_Testo fornito_:

────

Covid, al cinema il film girato al Civile durante la prima ondata

Mentre le incognite sulla fine della pandemia continuano a tenerci in scacco, è importante cominciare a rielaborare i traumi e i lutti causati dall’emergenza Covid-19, come anche non dimenticare il formidabile impegno di tutti gli operatori sanitari chiamati ad una missione straordinaria quando inedita.
Il cinema ci viene in soccorso in tal senso, grazie al documentario «Io resto» di Michele Aiello, affresco nitido della realtà ospedaliera realizzato osservando ciò che accadeva durante la prima ondata del virus, nella primavera 2020, in uno dei nosocomi più grandi d’Europa, il Civile di Brescia. Un film molto atteso, che domani sarà proposto in anteprima nazionale proprio nella nostra città, inaugurando, alla presenza dell’autore, la stagione del Nuovo Eden (alle 21, ingresso 6 euro, ridotto 5); sarà poi in programmazione dal 23 al 27 settembre.

────

_Dati forniti_:

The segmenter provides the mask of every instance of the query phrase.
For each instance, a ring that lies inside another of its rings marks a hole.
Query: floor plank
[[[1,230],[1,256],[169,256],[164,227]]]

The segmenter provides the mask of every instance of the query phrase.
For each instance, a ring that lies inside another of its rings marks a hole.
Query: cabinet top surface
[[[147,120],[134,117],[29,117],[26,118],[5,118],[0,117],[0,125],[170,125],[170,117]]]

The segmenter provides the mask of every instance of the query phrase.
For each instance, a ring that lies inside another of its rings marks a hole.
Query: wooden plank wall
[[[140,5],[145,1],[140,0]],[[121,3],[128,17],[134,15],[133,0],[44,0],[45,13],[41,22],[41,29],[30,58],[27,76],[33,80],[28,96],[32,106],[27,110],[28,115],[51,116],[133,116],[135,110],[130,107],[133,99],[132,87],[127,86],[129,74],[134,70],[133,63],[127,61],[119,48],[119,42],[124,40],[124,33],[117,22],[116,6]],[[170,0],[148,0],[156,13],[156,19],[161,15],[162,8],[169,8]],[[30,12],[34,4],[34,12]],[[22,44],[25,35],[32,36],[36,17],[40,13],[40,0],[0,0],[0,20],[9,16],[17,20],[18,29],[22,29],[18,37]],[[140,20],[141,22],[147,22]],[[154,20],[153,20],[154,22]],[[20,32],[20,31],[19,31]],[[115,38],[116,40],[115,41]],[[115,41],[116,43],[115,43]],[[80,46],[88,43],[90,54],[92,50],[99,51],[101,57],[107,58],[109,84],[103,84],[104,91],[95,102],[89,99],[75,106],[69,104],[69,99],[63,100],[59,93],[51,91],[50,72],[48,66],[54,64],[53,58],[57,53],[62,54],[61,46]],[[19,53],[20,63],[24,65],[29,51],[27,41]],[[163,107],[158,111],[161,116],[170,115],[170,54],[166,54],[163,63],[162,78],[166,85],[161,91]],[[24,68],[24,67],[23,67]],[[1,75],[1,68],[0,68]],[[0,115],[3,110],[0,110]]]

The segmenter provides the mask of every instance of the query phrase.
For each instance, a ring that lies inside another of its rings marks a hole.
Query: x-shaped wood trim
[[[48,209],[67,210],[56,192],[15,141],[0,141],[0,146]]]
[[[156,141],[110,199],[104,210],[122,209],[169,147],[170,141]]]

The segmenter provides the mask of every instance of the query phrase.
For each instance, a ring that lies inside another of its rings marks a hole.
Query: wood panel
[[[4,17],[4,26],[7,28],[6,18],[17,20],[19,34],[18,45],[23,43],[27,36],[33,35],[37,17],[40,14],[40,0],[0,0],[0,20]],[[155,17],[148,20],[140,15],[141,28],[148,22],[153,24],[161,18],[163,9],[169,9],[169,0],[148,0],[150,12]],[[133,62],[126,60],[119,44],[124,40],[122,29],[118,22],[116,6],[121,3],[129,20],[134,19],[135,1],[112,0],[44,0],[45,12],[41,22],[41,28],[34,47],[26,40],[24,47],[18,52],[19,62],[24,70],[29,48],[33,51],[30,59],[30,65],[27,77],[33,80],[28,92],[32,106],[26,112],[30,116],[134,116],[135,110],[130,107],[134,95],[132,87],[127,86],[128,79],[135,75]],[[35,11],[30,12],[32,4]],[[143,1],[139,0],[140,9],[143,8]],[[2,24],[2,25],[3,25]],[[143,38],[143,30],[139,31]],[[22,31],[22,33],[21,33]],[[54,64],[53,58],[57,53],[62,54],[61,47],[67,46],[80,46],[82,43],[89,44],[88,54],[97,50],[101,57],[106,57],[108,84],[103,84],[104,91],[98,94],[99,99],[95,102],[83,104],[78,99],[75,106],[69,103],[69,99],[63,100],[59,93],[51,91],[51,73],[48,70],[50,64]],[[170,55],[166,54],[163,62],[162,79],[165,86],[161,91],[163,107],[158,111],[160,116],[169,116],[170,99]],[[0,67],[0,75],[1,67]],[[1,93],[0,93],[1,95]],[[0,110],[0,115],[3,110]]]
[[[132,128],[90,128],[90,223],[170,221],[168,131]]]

────

_Compito 1_: Secondo il testo sul documentario «Io resto», in quale ospedale sono state girate le riprese durante la prima ondata?
_Compito 2_: Prosegui il testo sul documentario «Io resto» a partire dalla sua ultima frase.

_Risposta scritta 1_: Al Civile di Brescia.

_Risposta scritta 2_:
Nel frattempo la pellicola è stata applaudita e premiata ai festival: all’estero, con la prima visione al prestigioso Visions du Réel di Nyon, e in Italia al Biografilm di Bologna, dove ha vinto il riconoscimento come miglior film. Il documentario è prodotto dal regista veronese con il direttore della fotografia Luca Gennari e ZaLab (noto collettivo che vede come capofila Andrea Segre) in collaborazione con RCE Foto Verona e Comune di Brescia.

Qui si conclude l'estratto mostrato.